:: INPUT DATA

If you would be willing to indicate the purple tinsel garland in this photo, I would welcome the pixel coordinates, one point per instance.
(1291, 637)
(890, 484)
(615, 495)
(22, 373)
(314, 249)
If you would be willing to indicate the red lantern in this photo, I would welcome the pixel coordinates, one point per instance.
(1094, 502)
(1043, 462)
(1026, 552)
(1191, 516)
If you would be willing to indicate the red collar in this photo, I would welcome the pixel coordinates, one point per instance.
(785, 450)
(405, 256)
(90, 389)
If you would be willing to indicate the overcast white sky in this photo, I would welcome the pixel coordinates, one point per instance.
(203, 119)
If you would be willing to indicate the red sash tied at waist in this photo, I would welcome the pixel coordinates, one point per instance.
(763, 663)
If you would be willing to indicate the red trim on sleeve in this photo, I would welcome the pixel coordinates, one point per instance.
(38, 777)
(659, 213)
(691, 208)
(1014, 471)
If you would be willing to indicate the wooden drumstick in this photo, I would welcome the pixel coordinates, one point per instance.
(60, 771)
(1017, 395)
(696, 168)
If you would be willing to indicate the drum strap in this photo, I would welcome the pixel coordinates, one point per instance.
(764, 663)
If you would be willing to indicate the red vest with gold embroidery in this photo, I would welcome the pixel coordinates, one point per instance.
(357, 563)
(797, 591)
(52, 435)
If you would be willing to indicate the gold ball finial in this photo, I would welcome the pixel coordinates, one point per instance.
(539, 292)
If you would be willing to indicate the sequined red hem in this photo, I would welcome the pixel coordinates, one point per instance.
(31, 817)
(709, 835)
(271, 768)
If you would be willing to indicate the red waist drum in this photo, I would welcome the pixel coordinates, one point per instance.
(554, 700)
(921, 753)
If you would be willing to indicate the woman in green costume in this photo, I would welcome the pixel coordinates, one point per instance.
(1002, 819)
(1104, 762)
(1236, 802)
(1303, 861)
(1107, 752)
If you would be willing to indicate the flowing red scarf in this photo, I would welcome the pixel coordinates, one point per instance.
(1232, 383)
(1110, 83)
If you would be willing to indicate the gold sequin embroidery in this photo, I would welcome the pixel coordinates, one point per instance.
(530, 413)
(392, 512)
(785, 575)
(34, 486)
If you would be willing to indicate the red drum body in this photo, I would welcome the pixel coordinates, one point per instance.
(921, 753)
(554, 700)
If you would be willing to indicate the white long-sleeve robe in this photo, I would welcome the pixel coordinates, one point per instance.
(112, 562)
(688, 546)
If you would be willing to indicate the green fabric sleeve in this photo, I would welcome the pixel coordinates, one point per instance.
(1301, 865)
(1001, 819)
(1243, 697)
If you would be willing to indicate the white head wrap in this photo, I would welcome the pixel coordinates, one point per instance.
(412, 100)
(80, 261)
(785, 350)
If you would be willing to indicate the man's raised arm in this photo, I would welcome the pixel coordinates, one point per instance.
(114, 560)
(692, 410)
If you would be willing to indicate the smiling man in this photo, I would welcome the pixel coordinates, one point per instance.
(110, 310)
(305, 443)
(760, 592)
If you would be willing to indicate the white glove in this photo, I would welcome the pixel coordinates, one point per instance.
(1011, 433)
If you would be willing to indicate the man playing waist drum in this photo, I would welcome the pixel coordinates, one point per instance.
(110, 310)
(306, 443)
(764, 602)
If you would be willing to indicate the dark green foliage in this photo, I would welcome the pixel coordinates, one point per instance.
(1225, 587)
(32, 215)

::::

YOUR TASK
Repeat the data in its entirety, exactly as written.

SOLVED EXERCISE
If you would be willing to indicate the purple tinsel garland in this photo, I would welcome the pixel coordinates, one point per instance.
(1291, 637)
(890, 484)
(615, 495)
(22, 373)
(314, 249)
If you would be willing to indicate the red lantern in this photo, I would welcome the pixel coordinates, one point per instance.
(1094, 502)
(1043, 462)
(1026, 552)
(1191, 516)
If you would be willing to indicate the red collar in this photo, I would welcome the pixel coordinates, one point per instance.
(785, 450)
(405, 256)
(90, 389)
If you would be willing to indicate the overcast white sky in this photo, I would welcome the pixel coordinates, one point per instance.
(203, 119)
If you would be willing to indicate the red sash tied at waist in this photo, I would welcome the pixel coordinates, one point per instance.
(763, 663)
If you would be willing to indicate the red trim on sleeve in this photo, I would welcome the pixel coordinates, one point per instance.
(38, 777)
(659, 213)
(691, 208)
(1014, 471)
If you would be willing to indicate the wooden drumstick in this photo, I would welcome the pixel coordinates, one point per instance.
(60, 771)
(1017, 395)
(696, 168)
If you would be willing to indicate the drum strap in this photo, I would welcome the pixel coordinates, one point per instance.
(764, 663)
If you would be willing to indicate the red vest with gold embroidery in this photo, I would welcome the pixel coordinates, one point per instance.
(357, 563)
(797, 591)
(52, 435)
If you would be willing to indicate the gold ball finial in this photo, I would welcome the pixel coordinates, one point per instance.
(539, 292)
If you would be willing to indicate the sequined red hem in this photo, I would welcome the pixel coordinates, one point per instance.
(31, 817)
(709, 835)
(271, 768)
If you would be willing to indicate the red waist drum in this photo, I would welcome the pixel coordinates, one point per instance.
(554, 700)
(921, 753)
If you would be willing to indicate the woman in green costume in this photo, I would welcome the pixel coordinates, one point per instance.
(1002, 819)
(1104, 762)
(1236, 802)
(1303, 861)
(1107, 752)
If you would be willing to indicate the flowing red scarf in this photo, I would welcome the pixel coordinates, one point per instance.
(1232, 383)
(1110, 83)
If you would be willing to indicate the gold sequin embroidery in this photo, I would welcome the pixel coordinates, one point per instance.
(530, 413)
(392, 512)
(785, 575)
(34, 486)
If you would be willing to indicate the red drum body in this photo, I would welcome the pixel coordinates, one point per instance.
(921, 753)
(554, 700)
If you would be willing to indicate the white long-sleeve robe in this photo, I would welcome the pixel coordinates, one point per instance.
(112, 562)
(688, 546)
If you would be willing to indicate the green fabric sleeve in this photo, I would welcome the pixel coordinates, one point per instance.
(1301, 865)
(1001, 819)
(1243, 697)
If you would be willing to indicate the white head wrap in this photo, I would welcome the pixel coordinates, one point per instance.
(412, 100)
(80, 261)
(785, 350)
If you would be willing to indicate the man's raised arm in this photo, I would welcome the pixel coordinates, one point per instance.
(114, 560)
(692, 410)
If you would be willing to indicate the smiling man in this photo, I would welcome the pixel coordinates, one point per instance.
(110, 310)
(305, 443)
(760, 592)
If you would be willing to indicate the white glove in this photo, I would welcome the pixel coordinates, one point per instance.
(1011, 433)
If you would be willing to indicate the man playing waist drum in this photo, I would welcome the pixel coordinates, one point per instance.
(110, 310)
(306, 443)
(764, 602)
If you would be willing to indicate the dark green foliage in this photo, I would welcome the pixel coordinates, one point per instance.
(1225, 587)
(32, 215)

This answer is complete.